L’argument n’a pas convaincu la CEPC, qui décide que « la clause, comme la pratique consistant à substituer à la date d’émission identifiée à la date d’exécution du service, une autre date postérieure correspondant à celle à laquelle la facture provient au client, ont pour effet de retarder, sans justification légitime le point de départ des délais de paiement, de sorte que leur auteur est passible des sanctions administratives prévues à l’article L. 441-6-VI. ».

Le deuxième avis (n°19-6) se penche quant à lui sur des pratiques mises en œuvre dans le cadre d’un marché de travaux privés, qui aménagent les modalités de facturation.

Sur les mêmes fondements légaux que ceux de l’avis précédent, la Commission d’Examen des Pratiques Commerciales rappelle que « l’émission de la facture relève de la responsabilité de l’entrepreneur » et s’intéresse au décalage de facturation que génère pour le vendeur, la procédure de paiement instaurée par l’acheteur.

### DONNÉES
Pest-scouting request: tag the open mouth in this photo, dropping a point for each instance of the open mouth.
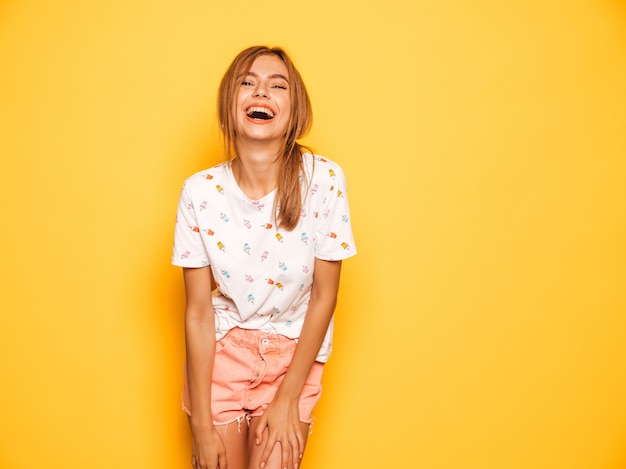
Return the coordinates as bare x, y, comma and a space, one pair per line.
262, 113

### ÉNONCÉ ÉCRIT A
Pour chacune des affirmations suivantes, indiquez par oui ou par non si elle concorde avec le texte choisi, et citez les mots du texte qui tranchent. (i) L’argument a convaincu la CEPC. (ii) Le deuxième avis porte le numéro 19-6. (iii) Selon la CEPC, l’émission de la facture relève de la responsabilité de l’acheteur.
### ÉNONCÉ ÉCRIT B
Réécrivez plus brièvement le paragraphe du texte choisi qui commence par « Sur les mêmes fondements légaux », sans perdre ses faits principaux.
### ÉNONCÉ ÉCRIT C
D’après le texte choisi, dans quel cadre s’inscrivent les pratiques examinées par le deuxième avis ?

### RÉPONSE A
(i) Non : « L’argument n’a pas convaincu la CEPC »
(ii) Oui : « Le deuxième avis (n°19-6) »
(iii) Non : « l’émission de la facture relève de la responsabilité de l’entrepreneur »

### RÉPONSE B
En s’appuyant sur les mêmes bases légales que l’avis précédent, la CEPC rappelle que l’entrepreneur est responsable de l’émission de la facture. Elle examine aussi le décalage de facturation que la procédure de paiement fixée par l’acheteur crée pour le vendeur.

### RÉPONSE C
Dans le cadre d’un marché de travaux privés.